_Problem:_ Please rewrite the lines below with "small red berry" substituted for each "large green leaf" and everything else left unchanged. Leave the pictures out of your answer.

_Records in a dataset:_
## begin
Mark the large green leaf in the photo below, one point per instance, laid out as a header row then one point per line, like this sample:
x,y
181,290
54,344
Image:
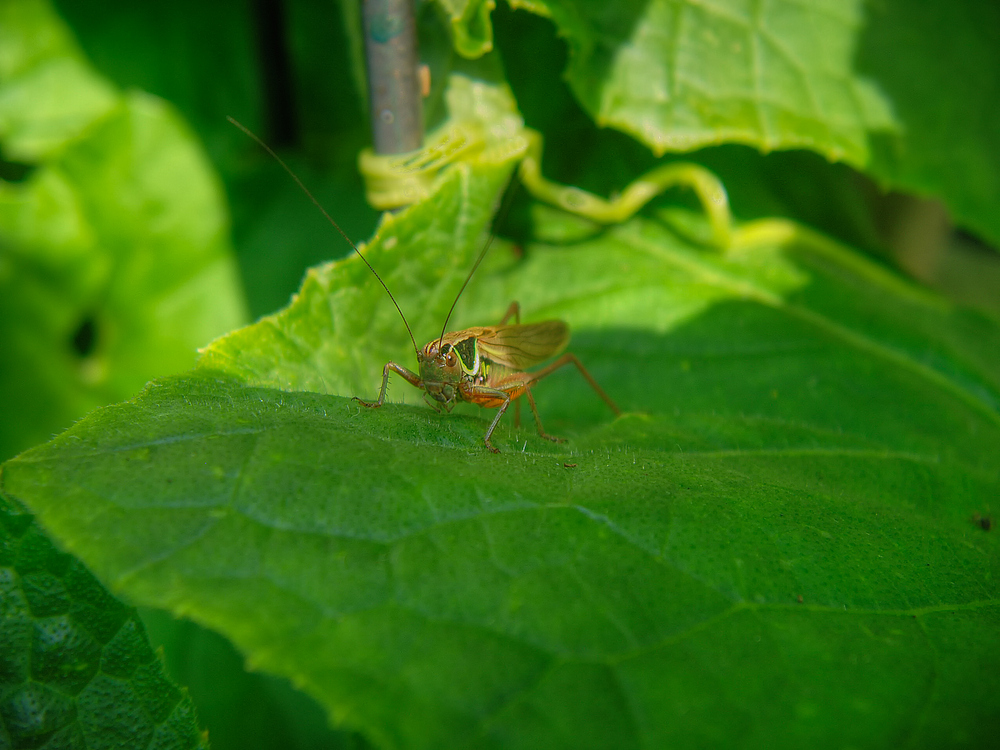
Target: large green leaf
x,y
906,94
114,256
76,668
774,546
## end
_Output below:_
Mark the small red berry in the photo below, one point per instance, laid out as a header row then one point per line, like this sample:
x,y
181,290
54,344
Image:
Target: small red berry
x,y
906,94
114,256
76,668
774,546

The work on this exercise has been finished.